__Supplied passage__:
Of course you only have to read your bible to remember that disunity tends to be the norm for human beings Right at the beginning it is clear that there is only room in the world for either Cain or Abel but not both. Human beings are notorious for finding it difficult to live in peace together. We Christians are those who profess to have in our faith the secret that will allow God's kingdom to come on earth as it is in heaven - a kingdom of justice and peace and goodwill. But somehow we seem to omit the ingredient from our own spiritual diet. It is perhaps more natural to be like Adam than to be like jesus. It did not take very long in earliest times for the admiration of the world enshrined in the words "See how these Christians love one another" to be turned into a scornful verdict "Well see - how they love one another - I don't think !"
Unity in the church was always taught as just about the number one priority; but in reality it has never been really achieved in practice . If you listened to Paul's admonitions this morning you can tell how disturbed he was when he heard that the church congregation he had planted in Corinth was being torn apart by petty rivalries.

__Collected material__:
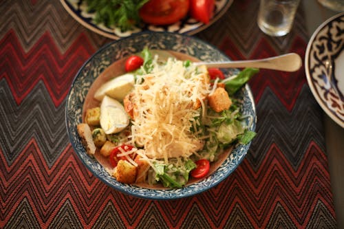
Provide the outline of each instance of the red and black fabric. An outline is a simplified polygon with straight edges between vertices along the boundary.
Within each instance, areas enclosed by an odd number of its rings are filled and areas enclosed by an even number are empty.
[[[256,25],[258,4],[235,1],[195,36],[233,60],[290,52],[303,58],[302,6],[290,34],[272,38]],[[111,41],[80,25],[58,1],[0,6],[0,228],[336,228],[323,112],[304,69],[261,69],[251,80],[258,133],[226,179],[189,198],[138,199],[89,172],[65,126],[75,74]]]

__Problems to work on__:
1 > Reproduce the passage on Christian unity from "Unity in the" to "by petty rivalries.".
2 > Answer these questions from the passage on Christian unity:
(a) Which two figures does the passage say could not both have room in the world?
(b) Where was the congregation Paul had planted?
(c) What three qualities does the passage give to God's kingdom?
3 > Say whether each statement agrees with the passage on Christian unity. Answer yes or no, and quote the deciding words.
(a) Unity in the church has been fully achieved in practice.
(b) Being like Adam may come more naturally than being like Jesus.
(c) Paul's admonitions were heard in the evening.

__Answers to the tasks__:
1 >
Unity in the church was always taught as just about the number one priority; but in reality it has never been really achieved in practice . If you listened to Paul's admonitions this morning you can tell how disturbed he was when he heard that the church congregation he had planted in Corinth was being torn apart by petty rivalries.

2 >
(a) Cain and Abel
(b) Corinth
(c) Justice, peace and goodwill

3 >
(a) No: "in reality it has never been really achieved in practice"
(b) Yes: "It is perhaps more natural to be like Adam than to be like jesus."
(c) No: "If you listened to Paul's admonitions this morning"